◆ **WRITTEN REQUEST**
Echo the stretch of the Edvest 529 college-savings text from "Two words for" through "could have accrued.", word for word.

◆ **ARTICLE**

§

Planning for your family’s higher education future using Edvest 529 is a proud Wisconsin tradition like Summers spent Up North, Fall Football and Friday fish fries. Today’s discussion will hopefully make that planning a little easier for you.

Topics – 00:40
The topics we’re discussing are the ever-important questions, “When should I start saving for my child’s or grandchild’s college or technical college education?” and “How much should I save?” Let’s take one at a time and start with when you should start saving. 

Question Number  - 00:56
The answer, which should come as no surprise to any of you, is as early as possible. Now since I don’t want to host the world’s shortest podcast, let’s take a look at why it’s so important to save early.

Two words for you: Compound. Earnings. The sooner you get money into an investment vehicle, like a 529 plan, the sooner those funds can start working for you in the form of earnings. Over time, any earnings are invested back into your 529 account so that earnings keep building on your principal (the original amount you invest). This is a powerful principle of long-term investing.

College tuition and fees continue to rise. And while it may seem like college is light years away for your child, it’s going to be here before you know it. Unfortunately, once the months and years tick away, you simply cannot get that time back to take advantage of the compound earnings you could have accrued. 

So in short, it’s best to start investing as soon as possible. But even if you weren’t able to start as early as you would have liked, it’s OK. It’s important to remember it’s never too late to start saving for higher education in a 529 account. Even if your children are older, you can still open an account and begin making contributions right away. If you find yourself falling behind, encourage grandparents or other family members to make contributions as birthday, holiday and graduation gifts with Edvest 529’s Ugift. Always know, even if you don’t save as much as you intended, every little bit can help make college or technical college a reality for your child. 

Question Number 2 - 02:44
Let’s tackle the other big question -“How much should I save for my child?”

§

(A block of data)
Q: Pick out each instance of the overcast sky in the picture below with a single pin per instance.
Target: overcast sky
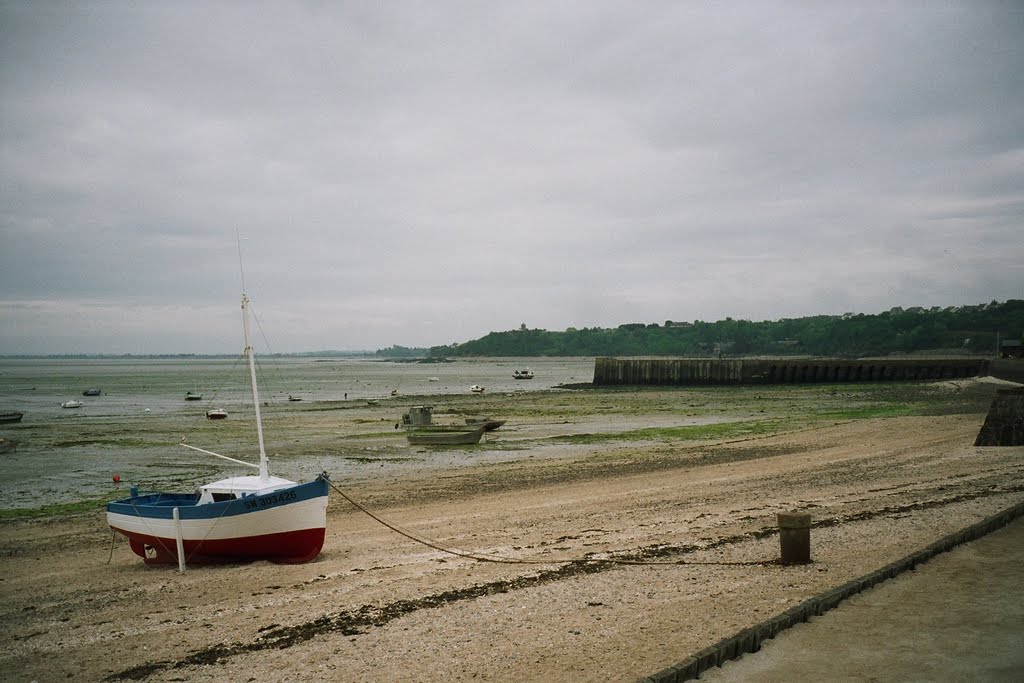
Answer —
(423, 173)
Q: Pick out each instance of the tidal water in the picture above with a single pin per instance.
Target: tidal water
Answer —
(68, 455)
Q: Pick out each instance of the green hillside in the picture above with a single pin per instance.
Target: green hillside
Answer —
(956, 329)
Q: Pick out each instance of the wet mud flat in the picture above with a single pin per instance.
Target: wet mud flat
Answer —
(620, 557)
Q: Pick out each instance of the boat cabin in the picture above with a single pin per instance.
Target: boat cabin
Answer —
(236, 487)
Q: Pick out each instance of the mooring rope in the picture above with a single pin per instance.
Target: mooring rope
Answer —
(507, 560)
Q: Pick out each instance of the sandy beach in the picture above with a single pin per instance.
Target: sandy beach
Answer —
(690, 525)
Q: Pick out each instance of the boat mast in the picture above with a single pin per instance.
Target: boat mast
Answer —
(264, 470)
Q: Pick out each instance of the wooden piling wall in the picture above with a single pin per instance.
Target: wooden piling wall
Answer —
(639, 372)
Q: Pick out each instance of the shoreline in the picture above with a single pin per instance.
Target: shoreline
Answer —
(378, 606)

§

◆ **EXERCISE ANSWER**
Two words for you: Compound. Earnings. The sooner you get money into an investment vehicle, like a 529 plan, the sooner those funds can start working for you in the form of earnings. Over time, any earnings are invested back into your 529 account so that earnings keep building on your principal (the original amount you invest). This is a powerful principle of long-term investing.

College tuition and fees continue to rise. And while it may seem like college is light years away for your child, it’s going to be here before you know it. Unfortunately, once the months and years tick away, you simply cannot get that time back to take advantage of the compound earnings you could have accrued.